EXCERPT:
--

Philip de Sarnesfield held one and a half hides from Hugh de Lacy in 1109.
An early lord of the manor was Nicholas de Sarnesfield, a member of the retinue of the Black Prince and created a Knight of the Garter in 1386 by King Richard II to whom he was standard bearer and an eminent diplomat. He died in 1394, leaving his two daughters co-heiresses, the eldest of whom married Hugh de Moynton or Monington. The younger daughter married Walter Bromwich of Sarnesfield Coffyn, now Little Sarnesfield Farm. The manor was split into two moieties, with Greater Sarnesfield passing to the Monington family, and Sarnesfield Coffyn (also known as Little Sarnesfield) to Bromwich. The latter was held by John Bromwich in 1532. Subsequently the two moieties seem to have been re-united into one manor. Sarnesfield was held by the Monington family until 1781.

===Monington===

Portrait of John Webbe-Weston (d.1823), pastel by John Russell

In St Mary's Church is the following marble wall tablet:

"Sacred to the Memory of ANN TERESA MONINGTON. She was born the 21st Novr 1735, at SARNESFIELD COURT the Seat of her Ancestors where She resided
many Years in the exercise of every social vertue, and in hospitality to her neighbours and benevolence to the Poor, surpassed by none. On the 2nd Febry 1780, She took the Veil in the FRANCISCAN CONVENT of English Ladies
at BRUGES in FLANDERS - driven from thence by the French Revolution in 1794, with them retired to the Abbey-house in WINCHESTER where She died on the
24th Novr following, and her Remains are deposited Through Life revered in Death regretted. On her embracing a Religious State She renounced all her Worldly possessions, and generously gave up her Estates in this County,
to her Kinsman, JOHN WEBB WESTON, Esqr who in grateful remembrance, has caused this Tablet to be erected, R.I.P."

--

MATERIAL PROVIDED:
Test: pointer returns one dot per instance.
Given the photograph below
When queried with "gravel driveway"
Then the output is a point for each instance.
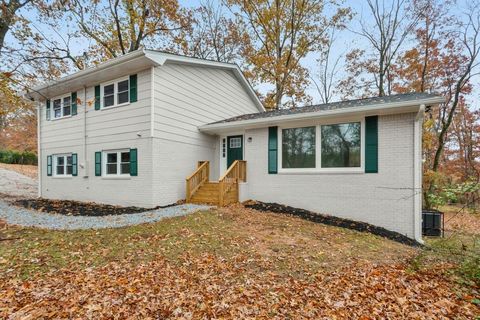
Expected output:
(16, 184)
(30, 218)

--

WHAT YOU WILL DO: In the Sarnesfield excerpt, whom did Nicholas de Sarnesfield's younger daughter marry?

SOLUTION TO THE EXERCISE: Walter Bromwich of Sarnesfield Coffyn